--- Start DATA ENTRIES ---
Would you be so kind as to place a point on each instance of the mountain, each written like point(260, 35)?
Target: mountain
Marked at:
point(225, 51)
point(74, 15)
--- End DATA ENTRIES ---
Please update the whole listing above, replacing each "mountain" with "hill" and leaving everything else unchanged.

* _EXERCISE OUTPUT_
Would you be so kind as to place a point on each instance of the hill, each written like point(260, 35)?
Target: hill
Marked at:
point(225, 51)
point(74, 15)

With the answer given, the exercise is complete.